> What to do
Everything in the records below must be repeated exactly, except the pictures.

> Source material
━━━━━━━━━━
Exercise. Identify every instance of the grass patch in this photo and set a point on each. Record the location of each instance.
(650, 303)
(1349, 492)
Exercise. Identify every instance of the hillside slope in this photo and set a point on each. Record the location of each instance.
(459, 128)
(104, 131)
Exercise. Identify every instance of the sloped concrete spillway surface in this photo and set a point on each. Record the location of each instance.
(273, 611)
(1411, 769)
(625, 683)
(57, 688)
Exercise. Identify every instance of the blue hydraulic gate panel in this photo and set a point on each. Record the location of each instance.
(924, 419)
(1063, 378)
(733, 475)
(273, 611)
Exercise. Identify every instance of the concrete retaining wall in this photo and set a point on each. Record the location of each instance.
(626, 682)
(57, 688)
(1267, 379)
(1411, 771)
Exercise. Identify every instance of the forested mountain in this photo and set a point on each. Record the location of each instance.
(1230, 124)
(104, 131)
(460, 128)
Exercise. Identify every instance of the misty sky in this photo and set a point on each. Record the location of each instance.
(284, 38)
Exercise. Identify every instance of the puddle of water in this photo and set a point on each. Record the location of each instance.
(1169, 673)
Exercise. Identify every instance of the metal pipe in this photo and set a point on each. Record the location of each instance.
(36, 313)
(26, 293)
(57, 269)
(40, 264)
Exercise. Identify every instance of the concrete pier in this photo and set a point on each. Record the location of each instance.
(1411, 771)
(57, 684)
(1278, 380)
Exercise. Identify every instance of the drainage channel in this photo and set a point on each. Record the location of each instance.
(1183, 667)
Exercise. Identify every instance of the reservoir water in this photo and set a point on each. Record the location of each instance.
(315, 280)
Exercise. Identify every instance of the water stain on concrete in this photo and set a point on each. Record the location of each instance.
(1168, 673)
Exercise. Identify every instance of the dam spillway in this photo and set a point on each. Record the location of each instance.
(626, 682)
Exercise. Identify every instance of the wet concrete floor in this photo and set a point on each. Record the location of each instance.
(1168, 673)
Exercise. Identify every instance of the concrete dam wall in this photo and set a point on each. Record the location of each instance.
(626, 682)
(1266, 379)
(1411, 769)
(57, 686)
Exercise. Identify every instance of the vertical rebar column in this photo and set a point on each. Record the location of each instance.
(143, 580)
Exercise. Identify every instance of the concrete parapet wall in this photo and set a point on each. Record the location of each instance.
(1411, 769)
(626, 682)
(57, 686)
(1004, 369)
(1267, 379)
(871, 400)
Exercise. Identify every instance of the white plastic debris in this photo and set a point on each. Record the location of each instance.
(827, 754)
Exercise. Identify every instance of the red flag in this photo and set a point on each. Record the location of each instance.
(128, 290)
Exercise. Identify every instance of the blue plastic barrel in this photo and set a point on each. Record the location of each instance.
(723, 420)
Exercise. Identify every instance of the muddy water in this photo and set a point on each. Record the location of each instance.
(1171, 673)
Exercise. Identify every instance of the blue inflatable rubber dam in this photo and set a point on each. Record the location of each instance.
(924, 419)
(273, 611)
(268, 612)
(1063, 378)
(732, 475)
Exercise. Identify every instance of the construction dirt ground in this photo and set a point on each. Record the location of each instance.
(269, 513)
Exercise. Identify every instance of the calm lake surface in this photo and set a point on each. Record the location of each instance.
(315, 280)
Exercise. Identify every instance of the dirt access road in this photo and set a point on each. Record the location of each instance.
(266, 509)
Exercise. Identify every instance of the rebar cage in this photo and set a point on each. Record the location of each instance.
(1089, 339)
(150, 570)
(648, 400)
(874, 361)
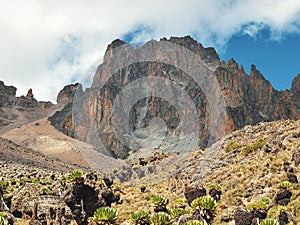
━━━━━━━━━━
> Answer to the exercise
Exercise. Identify every instance of the grass patch in this photo and set a point on each. Record the location of each instance.
(650, 303)
(1349, 492)
Exercise. Identify every instance of the hillside slope in this photo and set a point on each. Record the location of each instance.
(459, 128)
(104, 131)
Exercise. Identify every instance of the sloped concrete spillway surface in this photo and set a point on each. Record the location of each instance.
(273, 611)
(1411, 769)
(625, 683)
(57, 688)
Exercise. Identify every instance of the blue hydraulic gate panel in this photo and set a point on each. Record the location of each instance.
(924, 419)
(1063, 378)
(733, 475)
(273, 611)
Exercise. Identify every instance of the concrete retaining wall in this photo and set a point on each. Record the location of each instance.
(626, 682)
(57, 688)
(1267, 379)
(1411, 771)
Exercise. Identify every instance of the forested mountain in this photo and set a point on each. Record the location of each instance.
(1230, 124)
(104, 131)
(460, 128)
Exercise. Identify every instance of the misty sky in this photo and set a point on each. Record the location of each instance.
(284, 38)
Exercise. Identify every instance of the puddle of water in this photo and set a point on each. Record the location of each instance.
(1169, 673)
Exercise. Identify every instance of the metal pipe in this photo and set a point on each. Record the location of each instance.
(36, 313)
(26, 293)
(57, 269)
(40, 264)
Exercise. Identify every instance of the concrete pier in this photo and set a point on each. Record the location of each instance.
(1411, 771)
(57, 684)
(1278, 380)
Exercise. Identify every instance of the drainage channel in this photo and set a point on each. Record the location of each instance.
(1183, 667)
Exercise. Identify every instance of the reservoir water in this photo and set a point on each. Record the location of each instance.
(315, 280)
Exercise. Identify every instance of the water stain on concrete in this photo and set a point on each. Record the location of each instance.
(1168, 673)
Exercise. Identify every instance of the dam spillway in this photo and set a point on each. Record the location of each instance.
(626, 682)
Exercise. Identify every instance of the wet concrete floor in this photo and set a point on each. Record the location of each instance.
(1168, 673)
Exercise. Identify every instance of the concrete dam wall in this photo and set a point on each. Record the location of each instance.
(626, 682)
(1266, 379)
(1411, 769)
(57, 686)
Exercise. Identify every instance of the vertical rebar column in this photo and set a point on each. Record the location of each instance.
(143, 580)
Exercise. Identify every instance of the concrete parapet wall in this photo and set a point on each. Record the location of each instance.
(1411, 769)
(626, 682)
(57, 686)
(1004, 369)
(1267, 379)
(871, 400)
Exercise. Identify every instance of the white plastic debris in this photo and set a point on each. Record the location of each instance.
(827, 754)
Exercise. Identify every instance of the red flag in this photo and set a point on each. Record the location of each instance.
(128, 290)
Exercise. Identify every instance of the blue plastic barrel in this photo and set a point on each. Record the location of each instance.
(723, 420)
Exercise. Identify every instance of the muddy water in this photo and set a point on each. Record the location of each instance.
(1171, 673)
Exercise. Identify every instance of the blue inflatable rubber dam in this photo and set a point on each. Record the location of each instance.
(924, 419)
(273, 611)
(268, 612)
(1063, 378)
(732, 475)
Exercise. Identify every instance of the construction dirt ground in this photo and set a point on each. Record the location of each instance.
(269, 513)
Exercise. Identify every instance of the calm lake surface in this photo and set a point on each. Record the location of each instance.
(315, 280)
Exercise. Identify every instance of the dirt access road in this photo and set a point on each. Record the location of each instance.
(266, 509)
Exercise. Identify every instance of the rebar cage in this photo and set a point on each. Record the location of each instance.
(1089, 339)
(150, 570)
(648, 400)
(874, 361)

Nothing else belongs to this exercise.